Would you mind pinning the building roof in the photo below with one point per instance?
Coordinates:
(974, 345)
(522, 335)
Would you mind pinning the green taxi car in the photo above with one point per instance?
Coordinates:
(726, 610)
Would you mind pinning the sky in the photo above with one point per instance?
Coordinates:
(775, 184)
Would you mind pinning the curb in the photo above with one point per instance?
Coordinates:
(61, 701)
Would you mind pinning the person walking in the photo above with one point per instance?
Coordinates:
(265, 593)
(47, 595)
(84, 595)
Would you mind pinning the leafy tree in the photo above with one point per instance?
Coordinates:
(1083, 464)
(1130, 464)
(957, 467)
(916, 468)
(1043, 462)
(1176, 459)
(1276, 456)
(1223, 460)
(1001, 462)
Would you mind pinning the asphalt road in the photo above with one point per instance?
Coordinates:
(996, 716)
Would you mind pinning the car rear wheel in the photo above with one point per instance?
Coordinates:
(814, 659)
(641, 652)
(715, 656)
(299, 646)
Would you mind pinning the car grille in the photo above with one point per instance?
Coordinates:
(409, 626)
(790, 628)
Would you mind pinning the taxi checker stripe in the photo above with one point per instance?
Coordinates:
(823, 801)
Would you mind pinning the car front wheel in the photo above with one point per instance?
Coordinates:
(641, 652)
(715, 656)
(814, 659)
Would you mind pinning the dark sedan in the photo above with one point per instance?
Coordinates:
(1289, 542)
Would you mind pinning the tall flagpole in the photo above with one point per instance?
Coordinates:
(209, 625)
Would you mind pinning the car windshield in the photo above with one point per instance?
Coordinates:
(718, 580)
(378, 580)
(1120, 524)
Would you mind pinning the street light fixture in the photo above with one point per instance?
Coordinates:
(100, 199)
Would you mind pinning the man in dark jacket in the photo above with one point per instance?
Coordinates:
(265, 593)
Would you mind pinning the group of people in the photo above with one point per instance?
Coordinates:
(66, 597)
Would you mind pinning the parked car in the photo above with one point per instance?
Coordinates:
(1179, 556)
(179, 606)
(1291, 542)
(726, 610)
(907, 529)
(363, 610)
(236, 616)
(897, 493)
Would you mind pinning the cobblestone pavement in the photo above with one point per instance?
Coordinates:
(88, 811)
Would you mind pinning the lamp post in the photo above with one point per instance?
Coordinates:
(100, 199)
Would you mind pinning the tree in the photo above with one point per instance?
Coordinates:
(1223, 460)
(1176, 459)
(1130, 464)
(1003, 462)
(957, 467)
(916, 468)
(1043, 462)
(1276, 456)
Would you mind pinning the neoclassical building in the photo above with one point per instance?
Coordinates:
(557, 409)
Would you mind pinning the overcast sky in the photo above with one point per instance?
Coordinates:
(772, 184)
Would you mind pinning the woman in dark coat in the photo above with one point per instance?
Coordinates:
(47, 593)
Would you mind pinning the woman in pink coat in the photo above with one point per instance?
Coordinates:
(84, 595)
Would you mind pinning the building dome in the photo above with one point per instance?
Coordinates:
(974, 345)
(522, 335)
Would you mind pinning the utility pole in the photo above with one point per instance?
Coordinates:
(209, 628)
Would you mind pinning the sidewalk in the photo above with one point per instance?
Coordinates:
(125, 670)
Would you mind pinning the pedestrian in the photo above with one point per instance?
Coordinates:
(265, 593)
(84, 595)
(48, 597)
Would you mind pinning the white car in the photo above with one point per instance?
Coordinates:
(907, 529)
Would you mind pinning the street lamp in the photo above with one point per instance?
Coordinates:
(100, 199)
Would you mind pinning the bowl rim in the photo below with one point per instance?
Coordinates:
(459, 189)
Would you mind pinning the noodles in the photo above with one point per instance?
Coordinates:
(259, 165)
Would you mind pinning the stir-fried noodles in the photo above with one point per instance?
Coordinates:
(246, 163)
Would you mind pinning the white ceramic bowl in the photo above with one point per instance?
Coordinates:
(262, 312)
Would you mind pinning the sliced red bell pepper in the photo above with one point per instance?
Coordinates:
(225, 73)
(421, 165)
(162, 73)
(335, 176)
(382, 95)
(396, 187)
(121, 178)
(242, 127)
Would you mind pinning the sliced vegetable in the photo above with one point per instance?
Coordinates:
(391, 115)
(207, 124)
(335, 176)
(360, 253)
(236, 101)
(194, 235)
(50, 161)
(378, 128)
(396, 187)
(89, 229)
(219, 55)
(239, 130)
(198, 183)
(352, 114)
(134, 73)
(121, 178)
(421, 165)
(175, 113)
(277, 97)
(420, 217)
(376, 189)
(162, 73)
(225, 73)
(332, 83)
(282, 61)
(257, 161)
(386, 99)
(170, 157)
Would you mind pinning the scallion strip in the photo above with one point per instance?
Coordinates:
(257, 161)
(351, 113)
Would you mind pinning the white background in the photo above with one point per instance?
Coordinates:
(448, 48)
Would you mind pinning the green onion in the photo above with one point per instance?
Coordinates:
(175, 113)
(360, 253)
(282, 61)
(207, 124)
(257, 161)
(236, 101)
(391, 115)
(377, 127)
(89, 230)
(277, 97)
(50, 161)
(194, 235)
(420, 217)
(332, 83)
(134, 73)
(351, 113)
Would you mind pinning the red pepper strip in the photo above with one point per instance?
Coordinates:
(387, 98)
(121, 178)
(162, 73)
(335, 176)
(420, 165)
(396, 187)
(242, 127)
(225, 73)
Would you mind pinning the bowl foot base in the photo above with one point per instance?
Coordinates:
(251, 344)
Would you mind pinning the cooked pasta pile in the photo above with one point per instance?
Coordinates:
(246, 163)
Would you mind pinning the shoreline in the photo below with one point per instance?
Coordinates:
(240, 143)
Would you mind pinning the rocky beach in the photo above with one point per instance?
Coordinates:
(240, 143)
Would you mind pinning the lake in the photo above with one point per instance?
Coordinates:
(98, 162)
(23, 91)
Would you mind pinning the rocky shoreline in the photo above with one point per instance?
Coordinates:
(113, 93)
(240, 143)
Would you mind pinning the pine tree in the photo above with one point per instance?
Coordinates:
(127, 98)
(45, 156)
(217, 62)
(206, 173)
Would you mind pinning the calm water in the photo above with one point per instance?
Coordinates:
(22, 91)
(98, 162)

++++++++++

## Your instructions
Format the lines above as a Markdown table with the columns Number and Line, running from the line containing "Would you mind pinning the rocky beach" through the last line. Give each line its own row numbered in order, and leave out any blank lines.

## Response to this task
| Number | Line |
|---|---|
| 1 | Would you mind pinning the rocky beach in the photo above with one point per instance? |
| 2 | Coordinates: |
| 3 | (240, 143) |
| 4 | Would you mind pinning the lake in the photo above with one point per instance? |
| 5 | Coordinates: |
| 6 | (98, 162) |
| 7 | (23, 91) |
| 8 | Would you mind pinning the rocky shoreline in the photo above with one point per instance? |
| 9 | Coordinates: |
| 10 | (113, 93) |
| 11 | (240, 143) |
| 12 | Would you mind pinning the pine tree in the photo above with one point per instance? |
| 13 | Coordinates: |
| 14 | (127, 98) |
| 15 | (45, 156) |
| 16 | (217, 62) |
| 17 | (206, 173) |
| 18 | Would you mind pinning the calm water in the photo above with one point per instance? |
| 19 | Coordinates: |
| 20 | (22, 91) |
| 21 | (98, 162) |